**Goal of the exercise**
Copy everything from the line containing "Each instance of the man's leg" down to the end of the records, requests included, and shift each coordinate in the answers by adding -89 to it.

▼

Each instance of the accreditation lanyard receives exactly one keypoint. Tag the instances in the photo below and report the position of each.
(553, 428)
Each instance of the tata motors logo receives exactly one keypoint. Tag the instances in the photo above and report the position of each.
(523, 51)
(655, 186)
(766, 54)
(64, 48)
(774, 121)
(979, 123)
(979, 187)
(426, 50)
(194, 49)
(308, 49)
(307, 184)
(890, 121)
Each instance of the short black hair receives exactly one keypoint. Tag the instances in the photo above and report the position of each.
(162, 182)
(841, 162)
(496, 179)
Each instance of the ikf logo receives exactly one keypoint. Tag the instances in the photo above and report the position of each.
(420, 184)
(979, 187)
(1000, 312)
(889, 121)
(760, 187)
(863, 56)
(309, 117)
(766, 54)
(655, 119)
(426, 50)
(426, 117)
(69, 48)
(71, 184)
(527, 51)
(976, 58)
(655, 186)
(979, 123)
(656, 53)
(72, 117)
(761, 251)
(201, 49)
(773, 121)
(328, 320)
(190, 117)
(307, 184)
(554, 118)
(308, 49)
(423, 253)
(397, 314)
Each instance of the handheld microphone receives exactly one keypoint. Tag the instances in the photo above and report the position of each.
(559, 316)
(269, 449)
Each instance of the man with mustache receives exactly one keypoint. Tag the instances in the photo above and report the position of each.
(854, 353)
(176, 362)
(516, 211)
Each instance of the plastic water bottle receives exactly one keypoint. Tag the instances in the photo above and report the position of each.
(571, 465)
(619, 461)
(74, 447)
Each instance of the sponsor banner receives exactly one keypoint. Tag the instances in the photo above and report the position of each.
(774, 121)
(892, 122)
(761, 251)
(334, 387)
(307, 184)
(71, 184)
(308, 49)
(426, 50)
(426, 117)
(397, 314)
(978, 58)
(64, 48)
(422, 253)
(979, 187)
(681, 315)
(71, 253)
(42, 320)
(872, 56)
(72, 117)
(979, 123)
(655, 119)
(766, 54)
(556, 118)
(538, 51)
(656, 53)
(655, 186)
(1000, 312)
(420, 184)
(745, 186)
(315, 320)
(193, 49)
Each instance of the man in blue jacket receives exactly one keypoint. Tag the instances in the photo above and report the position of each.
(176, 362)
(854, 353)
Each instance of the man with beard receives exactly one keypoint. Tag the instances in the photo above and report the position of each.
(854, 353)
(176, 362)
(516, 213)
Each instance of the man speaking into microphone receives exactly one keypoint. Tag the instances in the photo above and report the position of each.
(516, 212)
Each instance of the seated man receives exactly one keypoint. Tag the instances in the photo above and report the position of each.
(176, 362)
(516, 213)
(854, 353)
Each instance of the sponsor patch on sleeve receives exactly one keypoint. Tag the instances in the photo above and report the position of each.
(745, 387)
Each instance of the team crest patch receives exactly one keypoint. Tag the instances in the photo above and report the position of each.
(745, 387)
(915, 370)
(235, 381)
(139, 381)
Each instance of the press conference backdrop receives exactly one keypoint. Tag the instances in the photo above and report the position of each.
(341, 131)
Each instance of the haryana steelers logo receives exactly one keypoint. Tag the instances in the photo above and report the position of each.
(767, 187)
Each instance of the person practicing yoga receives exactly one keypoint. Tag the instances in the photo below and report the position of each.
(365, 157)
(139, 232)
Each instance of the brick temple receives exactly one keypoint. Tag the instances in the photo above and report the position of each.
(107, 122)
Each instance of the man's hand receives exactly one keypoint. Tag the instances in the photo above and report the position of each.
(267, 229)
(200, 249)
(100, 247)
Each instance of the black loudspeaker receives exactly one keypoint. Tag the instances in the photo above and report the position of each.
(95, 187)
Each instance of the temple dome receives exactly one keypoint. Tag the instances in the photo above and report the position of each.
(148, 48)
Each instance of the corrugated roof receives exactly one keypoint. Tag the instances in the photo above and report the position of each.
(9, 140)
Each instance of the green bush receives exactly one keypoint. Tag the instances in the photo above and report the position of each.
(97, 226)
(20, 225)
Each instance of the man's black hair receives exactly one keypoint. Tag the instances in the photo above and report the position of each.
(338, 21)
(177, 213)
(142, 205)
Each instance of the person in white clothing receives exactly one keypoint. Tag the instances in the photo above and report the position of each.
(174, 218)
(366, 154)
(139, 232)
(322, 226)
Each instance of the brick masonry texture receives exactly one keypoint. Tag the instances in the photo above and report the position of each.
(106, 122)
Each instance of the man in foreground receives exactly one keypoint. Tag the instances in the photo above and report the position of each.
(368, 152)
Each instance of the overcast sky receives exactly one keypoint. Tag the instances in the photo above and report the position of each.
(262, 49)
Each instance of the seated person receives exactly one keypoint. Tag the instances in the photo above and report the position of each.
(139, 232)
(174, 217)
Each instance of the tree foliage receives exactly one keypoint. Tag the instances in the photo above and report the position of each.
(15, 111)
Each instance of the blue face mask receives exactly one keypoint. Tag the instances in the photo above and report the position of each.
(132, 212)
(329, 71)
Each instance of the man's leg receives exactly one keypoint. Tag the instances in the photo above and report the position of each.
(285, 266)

▲

**Result of this exercise**
Each instance of the man's leg receives exactly one keypoint. Tag the instances in the photo above and report the position of each.
(196, 177)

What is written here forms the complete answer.